== Text excerpt

Second, the positioning. Many of the questions from the media were about the pledges not being ambitious or leftwing enough, and Starmer responded quite confidently. His argument was that they were just a start, and that there was more to come. What was striking, though, was that he seems unperturbed by this line of attack, and that is because it reinforces what seems to be the more important message he wants to convey – that Labour is now firmly aligned with mainstream public opinion. (See 11.34am.) That is where he wants to be because that is where he thinks parties win elections.
In his foreward to the 1997 manifesto Tony Blair said “New Labour is the political arm of none other than the British people as a whole.” Starmer has dropped the term “New Labour”, but otherwise his message this morning was much the same (although expressed in less hubristic language).
And the contrast with the Conservative party’s main campaign event this week was striking. Starmer’s speech was more impressive than Rishi Sunak’s on Monday, and it is hard to imagine the Tories unveiling any surprise endorsements during the election campaign likely to impress the media.
The launch went down well with journalists. This is what some of them are saying.
From my colleague Jessica Elgot
This is – by some measure – the most impressive event this Labour leadership has ever assembled. Guests inc CEO of Boots, senior counter terror officer, a terminal cancer patient… each one linked to a key offer to the public.
It’s a big contrast to Sunak’s speech on Monday..

====
== Dataset excerpts

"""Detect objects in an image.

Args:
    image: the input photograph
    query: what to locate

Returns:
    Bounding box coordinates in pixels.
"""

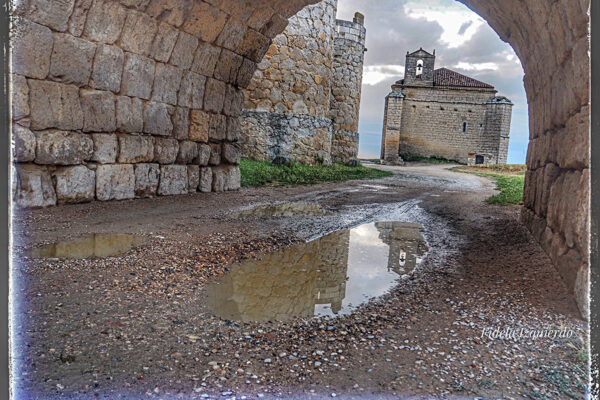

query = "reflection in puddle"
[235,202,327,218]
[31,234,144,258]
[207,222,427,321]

====
== Dataset excerpts

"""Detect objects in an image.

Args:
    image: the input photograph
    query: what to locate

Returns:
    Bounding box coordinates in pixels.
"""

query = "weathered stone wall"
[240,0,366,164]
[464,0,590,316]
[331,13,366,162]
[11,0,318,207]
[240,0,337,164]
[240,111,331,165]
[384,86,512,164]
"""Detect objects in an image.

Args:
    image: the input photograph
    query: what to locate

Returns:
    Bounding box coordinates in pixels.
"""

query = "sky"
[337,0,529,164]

====

### [Activities]
a: Copy the text about Labour's campaign launch starting at "Second, the positioning." and ending at "less hubristic language).", renaming "New Labour" as "Modern Labour".
b: In the text about Labour's campaign launch, the foreword to which year's manifesto is Tony Blair quoted from?
The records are separate material and have no connection to the text about Labour's campaign launch.

### [Results]
a:
Second, the positioning. Many of the questions from the media were about the pledges not being ambitious or leftwing enough, and Starmer responded quite confidently. His argument was that they were just a start, and that there was more to come. What was striking, though, was that he seems unperturbed by this line of attack, and that is because it reinforces what seems to be the more important message he wants to convey – that Labour is now firmly aligned with mainstream public opinion. (See 11.34am.) That is where he wants to be because that is where he thinks parties win elections.
In his foreward to the 1997 manifesto Tony Blair said “Modern Labour is the political arm of none other than the British people as a whole.” Starmer has dropped the term “Modern Labour”, but otherwise his message this morning was much the same (although expressed in less hubristic language).

b: The 1997 manifesto.